=== BRIEF ===
Copying each record below exactly is the whole task.

(Beginning of THE DATA)

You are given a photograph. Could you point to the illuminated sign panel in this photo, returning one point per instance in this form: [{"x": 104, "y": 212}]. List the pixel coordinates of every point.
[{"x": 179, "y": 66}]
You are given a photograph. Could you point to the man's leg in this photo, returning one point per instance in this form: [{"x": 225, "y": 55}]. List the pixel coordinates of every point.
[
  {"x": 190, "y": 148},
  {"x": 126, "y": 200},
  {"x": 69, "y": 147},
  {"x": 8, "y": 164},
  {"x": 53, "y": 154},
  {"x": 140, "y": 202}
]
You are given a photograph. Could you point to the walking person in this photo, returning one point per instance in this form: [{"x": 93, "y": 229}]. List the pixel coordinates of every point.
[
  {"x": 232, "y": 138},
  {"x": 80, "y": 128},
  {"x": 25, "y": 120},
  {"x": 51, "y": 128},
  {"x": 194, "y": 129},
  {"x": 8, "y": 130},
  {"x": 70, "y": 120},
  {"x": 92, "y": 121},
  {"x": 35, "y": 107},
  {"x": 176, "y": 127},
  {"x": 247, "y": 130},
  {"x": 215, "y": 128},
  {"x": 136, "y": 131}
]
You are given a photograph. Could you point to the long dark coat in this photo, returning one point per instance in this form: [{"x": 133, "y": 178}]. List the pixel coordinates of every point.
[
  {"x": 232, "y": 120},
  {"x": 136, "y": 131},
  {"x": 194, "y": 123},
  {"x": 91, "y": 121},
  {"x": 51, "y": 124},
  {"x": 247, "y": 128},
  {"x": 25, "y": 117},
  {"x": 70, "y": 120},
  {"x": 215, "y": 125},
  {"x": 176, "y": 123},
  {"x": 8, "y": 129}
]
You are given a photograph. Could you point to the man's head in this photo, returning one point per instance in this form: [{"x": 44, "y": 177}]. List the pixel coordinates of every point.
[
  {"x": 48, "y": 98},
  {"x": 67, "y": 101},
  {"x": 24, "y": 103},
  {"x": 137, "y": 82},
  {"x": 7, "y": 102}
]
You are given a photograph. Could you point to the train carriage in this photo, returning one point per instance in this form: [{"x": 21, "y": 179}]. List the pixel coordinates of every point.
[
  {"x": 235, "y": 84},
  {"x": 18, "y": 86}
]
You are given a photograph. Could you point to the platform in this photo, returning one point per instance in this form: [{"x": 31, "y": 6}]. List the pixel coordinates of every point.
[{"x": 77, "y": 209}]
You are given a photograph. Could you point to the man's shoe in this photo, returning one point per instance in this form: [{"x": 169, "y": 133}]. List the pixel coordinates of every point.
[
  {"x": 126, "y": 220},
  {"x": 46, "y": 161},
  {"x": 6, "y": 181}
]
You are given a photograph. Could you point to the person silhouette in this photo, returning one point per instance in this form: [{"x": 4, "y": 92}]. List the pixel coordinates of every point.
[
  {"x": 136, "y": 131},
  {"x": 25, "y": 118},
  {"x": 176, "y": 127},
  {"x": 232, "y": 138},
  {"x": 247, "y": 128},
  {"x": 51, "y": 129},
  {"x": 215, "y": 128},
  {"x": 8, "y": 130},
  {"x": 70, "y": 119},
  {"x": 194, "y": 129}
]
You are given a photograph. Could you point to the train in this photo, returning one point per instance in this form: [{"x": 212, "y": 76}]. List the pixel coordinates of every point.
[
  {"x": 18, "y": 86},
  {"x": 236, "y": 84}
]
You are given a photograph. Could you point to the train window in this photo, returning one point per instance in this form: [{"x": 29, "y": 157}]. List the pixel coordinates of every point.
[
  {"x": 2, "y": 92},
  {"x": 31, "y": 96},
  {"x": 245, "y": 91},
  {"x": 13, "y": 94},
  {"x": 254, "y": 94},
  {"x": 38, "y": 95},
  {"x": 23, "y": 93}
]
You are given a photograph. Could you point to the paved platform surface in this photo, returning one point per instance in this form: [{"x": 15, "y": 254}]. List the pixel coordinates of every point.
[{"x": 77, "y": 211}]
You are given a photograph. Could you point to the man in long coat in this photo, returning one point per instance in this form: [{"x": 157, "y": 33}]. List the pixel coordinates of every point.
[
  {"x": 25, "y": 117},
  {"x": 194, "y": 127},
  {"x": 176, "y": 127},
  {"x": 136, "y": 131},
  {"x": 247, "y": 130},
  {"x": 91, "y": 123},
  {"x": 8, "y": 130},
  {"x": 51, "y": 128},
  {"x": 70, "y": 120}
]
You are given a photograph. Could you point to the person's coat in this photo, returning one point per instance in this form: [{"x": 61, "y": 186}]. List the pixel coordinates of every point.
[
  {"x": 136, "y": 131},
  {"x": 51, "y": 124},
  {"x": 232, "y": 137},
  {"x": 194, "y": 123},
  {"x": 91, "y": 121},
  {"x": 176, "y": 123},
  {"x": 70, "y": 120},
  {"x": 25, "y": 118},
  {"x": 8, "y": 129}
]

(End of THE DATA)

=== ANSWER TO THIS EXERCISE ===
You are given a photograph. Could you point to the illuminated sign panel in this photo, returning one point per instance in this form: [{"x": 104, "y": 212}]. List the pixel coordinates of every point.
[{"x": 179, "y": 66}]
You are given a photograph. Could you point to the man's leg in this photo, returning one point per instance in this form: [{"x": 225, "y": 55}]. List the pixel coordinates of every point.
[
  {"x": 190, "y": 148},
  {"x": 126, "y": 200},
  {"x": 69, "y": 147},
  {"x": 8, "y": 164},
  {"x": 53, "y": 154},
  {"x": 140, "y": 202}
]
You are given a photograph. Could you point to the walking person in this photo, returning one point per instance in this form: [{"x": 93, "y": 229}]. List the pixel coordinates of every point.
[
  {"x": 232, "y": 138},
  {"x": 80, "y": 128},
  {"x": 25, "y": 120},
  {"x": 51, "y": 128},
  {"x": 194, "y": 129},
  {"x": 8, "y": 130},
  {"x": 70, "y": 120},
  {"x": 92, "y": 121},
  {"x": 35, "y": 107},
  {"x": 176, "y": 127},
  {"x": 247, "y": 130},
  {"x": 215, "y": 128},
  {"x": 136, "y": 131}
]
You are given a photograph. Could you point to the long dark coat in this photo, returning one point per instance in this form: [{"x": 133, "y": 178}]. List the pixel coordinates of every point.
[
  {"x": 232, "y": 120},
  {"x": 136, "y": 131},
  {"x": 194, "y": 123},
  {"x": 91, "y": 121},
  {"x": 51, "y": 124},
  {"x": 247, "y": 128},
  {"x": 25, "y": 117},
  {"x": 70, "y": 120},
  {"x": 215, "y": 125},
  {"x": 176, "y": 123},
  {"x": 8, "y": 129}
]
You are given a photograph. Could you point to the man's head in this photo, returning one point per instance in this form: [{"x": 44, "y": 177}]. List the pixel coordinates of every point.
[
  {"x": 48, "y": 98},
  {"x": 67, "y": 101},
  {"x": 24, "y": 103},
  {"x": 137, "y": 82},
  {"x": 7, "y": 102}
]
You are given a photograph. Could you point to the train carriage in this photo, returning one point per instance in this form: [{"x": 21, "y": 179}]. List the pixel coordinates of every point.
[
  {"x": 235, "y": 84},
  {"x": 18, "y": 86}
]
You are given a photograph. Could you point to the platform in this photo, returning one point per instance in this form: [{"x": 31, "y": 6}]. List the pixel coordinates of every point.
[{"x": 77, "y": 209}]
You are given a photograph. Could you point to the man's shoe in this photo, returning one point per instance in this form: [{"x": 169, "y": 133}]. List the pixel coordinates of every point.
[
  {"x": 126, "y": 220},
  {"x": 46, "y": 161},
  {"x": 6, "y": 181}
]
You are given a photograph. Could you point to the person silhouette in this photo, returning one point per instance in this form: [{"x": 4, "y": 92}]. List the pixel coordinates of every point.
[
  {"x": 136, "y": 131},
  {"x": 25, "y": 118},
  {"x": 176, "y": 127},
  {"x": 232, "y": 138},
  {"x": 247, "y": 128},
  {"x": 51, "y": 129},
  {"x": 215, "y": 128},
  {"x": 8, "y": 130},
  {"x": 70, "y": 119},
  {"x": 194, "y": 129}
]
You are given a photograph. Could you point to the train in this photo, returning one point per instance in this form: [{"x": 212, "y": 76}]. List the pixel coordinates of every point.
[
  {"x": 18, "y": 86},
  {"x": 236, "y": 84}
]
You are given a photograph. Could you point to the train window in this photo, returning one point per instance in this form: [{"x": 29, "y": 157}]. List the pixel coordinates of every point.
[
  {"x": 2, "y": 92},
  {"x": 31, "y": 96},
  {"x": 245, "y": 91},
  {"x": 13, "y": 94},
  {"x": 254, "y": 94},
  {"x": 38, "y": 95},
  {"x": 23, "y": 93}
]
You are given a photograph. Could you point to the paved platform surface in this photo, returning one point per instance in this form: [{"x": 15, "y": 254}]. List the pixel coordinates of every point.
[{"x": 77, "y": 211}]
You are given a photograph. Could you point to the man in long coat in this photo, returning one point per instance in this form: [{"x": 157, "y": 33}]. List the pixel coordinates of every point.
[
  {"x": 25, "y": 117},
  {"x": 194, "y": 127},
  {"x": 176, "y": 127},
  {"x": 136, "y": 131},
  {"x": 247, "y": 130},
  {"x": 91, "y": 123},
  {"x": 8, "y": 130},
  {"x": 51, "y": 128},
  {"x": 70, "y": 120}
]
You are given a photograph. Could you point to the person's coat in this photo, returning one point per instance in this form: [{"x": 61, "y": 186}]. List the pixel coordinates of every point.
[
  {"x": 136, "y": 131},
  {"x": 51, "y": 124},
  {"x": 232, "y": 137},
  {"x": 194, "y": 123},
  {"x": 91, "y": 121},
  {"x": 176, "y": 123},
  {"x": 70, "y": 120},
  {"x": 25, "y": 118},
  {"x": 8, "y": 129}
]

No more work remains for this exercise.